_Written instruction:_
Copy all the items below, replacing "Tag" with "Mark" and changing nothing else. Leave the pictures out of your copy.

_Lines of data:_
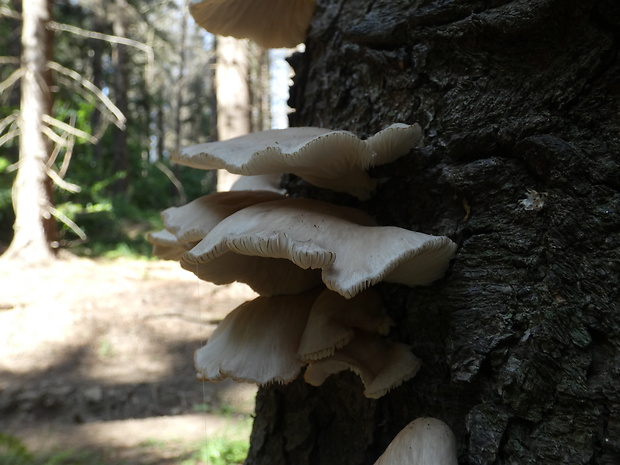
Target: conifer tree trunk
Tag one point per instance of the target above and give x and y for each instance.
(233, 96)
(520, 103)
(121, 71)
(35, 229)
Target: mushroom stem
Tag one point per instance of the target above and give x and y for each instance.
(424, 441)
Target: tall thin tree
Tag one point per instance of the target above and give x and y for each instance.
(35, 228)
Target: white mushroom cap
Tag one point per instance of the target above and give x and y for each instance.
(333, 320)
(263, 182)
(269, 23)
(167, 246)
(192, 222)
(352, 254)
(381, 365)
(335, 160)
(424, 441)
(257, 342)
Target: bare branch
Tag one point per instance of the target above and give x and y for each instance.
(9, 61)
(174, 180)
(70, 187)
(6, 12)
(8, 136)
(69, 222)
(120, 118)
(68, 128)
(106, 37)
(6, 122)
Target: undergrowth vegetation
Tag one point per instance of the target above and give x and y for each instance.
(223, 450)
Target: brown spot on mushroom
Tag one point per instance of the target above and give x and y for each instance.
(335, 160)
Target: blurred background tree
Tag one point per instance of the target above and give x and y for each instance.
(129, 81)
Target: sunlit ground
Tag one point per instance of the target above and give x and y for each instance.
(96, 356)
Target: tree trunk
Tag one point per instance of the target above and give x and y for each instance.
(233, 96)
(520, 103)
(35, 229)
(121, 71)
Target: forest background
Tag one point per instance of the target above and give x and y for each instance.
(130, 82)
(120, 106)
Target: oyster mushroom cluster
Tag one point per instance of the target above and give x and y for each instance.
(312, 263)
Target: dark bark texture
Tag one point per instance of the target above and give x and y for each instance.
(520, 341)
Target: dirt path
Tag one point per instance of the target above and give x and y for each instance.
(99, 354)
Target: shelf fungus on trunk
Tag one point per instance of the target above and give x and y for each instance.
(424, 441)
(257, 342)
(186, 225)
(269, 339)
(382, 365)
(333, 320)
(271, 23)
(336, 160)
(279, 247)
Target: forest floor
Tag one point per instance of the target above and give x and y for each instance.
(98, 356)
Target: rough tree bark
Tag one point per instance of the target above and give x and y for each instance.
(520, 342)
(35, 228)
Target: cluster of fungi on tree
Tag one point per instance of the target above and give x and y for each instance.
(312, 263)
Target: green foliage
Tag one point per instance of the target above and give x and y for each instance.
(220, 451)
(14, 452)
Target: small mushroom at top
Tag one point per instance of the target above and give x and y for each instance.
(336, 160)
(270, 23)
(424, 441)
(258, 245)
(382, 365)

_Full output:_
Target: conifer tree trunk
Mark one point per instance of the target above and give x and y for each instance.
(233, 96)
(520, 103)
(121, 71)
(35, 229)
Target: mushroom stem
Mark one point per instance of the target above and give x and y for each instance.
(424, 441)
Target: tall thin tree
Mark one point per instance of the target above and give x and y for each instance.
(35, 228)
Target: white mushroom cap
Mark one point per instance of the target above and give x and y for each instance.
(333, 320)
(263, 182)
(269, 23)
(167, 246)
(192, 222)
(352, 254)
(381, 365)
(335, 160)
(424, 441)
(257, 342)
Target: bare branch
Mark one point per instance of the target above and give x and y for each instance.
(9, 61)
(174, 180)
(70, 187)
(6, 12)
(8, 136)
(69, 222)
(120, 118)
(68, 128)
(106, 37)
(6, 122)
Target: undergrowth vegetation
Mark one point per instance of the target above and give x and y for each instance.
(223, 450)
Target: brown spot on mushroom
Mark one point per instance of the target above and give x and y for each instance.
(335, 160)
Target: blurred background tree
Mark one point per instance of the target above and give x and y for each instance.
(129, 81)
Target: sunlit ground
Mark one point per instance of the target above and give x and y for each instance.
(96, 356)
Target: tree trunk
Mark one point per instance of the target above and give x and y for each instance.
(233, 96)
(520, 103)
(35, 229)
(121, 71)
Target: forest background
Mark one point per instance of the target above and give x and y for each instance.
(130, 82)
(120, 106)
Target: oyster mushroom cluster
Mark one point per instance of the target above and give x and y for each instance.
(312, 263)
Target: dark bark texture
Mark one point per instance of the target above and give x and y for each instance.
(520, 341)
Target: dirt path
Mark one point per instance of the target above and give x and y for each instance.
(99, 354)
Target: shelf fungus on trunk
Mark one point per instance of the target above and give x and y for each instance.
(424, 441)
(257, 342)
(186, 225)
(269, 339)
(382, 365)
(333, 320)
(271, 23)
(336, 160)
(279, 247)
Target: forest floor
Mark one point per instance of the target above and give x and y for each instance.
(98, 356)
Target: rough tree bark
Mark one point per instance of the target above and give x and y for each instance.
(520, 342)
(35, 228)
Target: cluster of fungi on tree
Mark one point per instance of the target above and give x and y for each instance.
(312, 263)
Target: green foliage
Mark one point per instance of the target above and give x and y for each instance.
(220, 451)
(14, 452)
Target: small mushroom at top
Mark one point per instance of the target above and give x and y for each instance.
(336, 160)
(270, 23)
(424, 441)
(258, 245)
(382, 365)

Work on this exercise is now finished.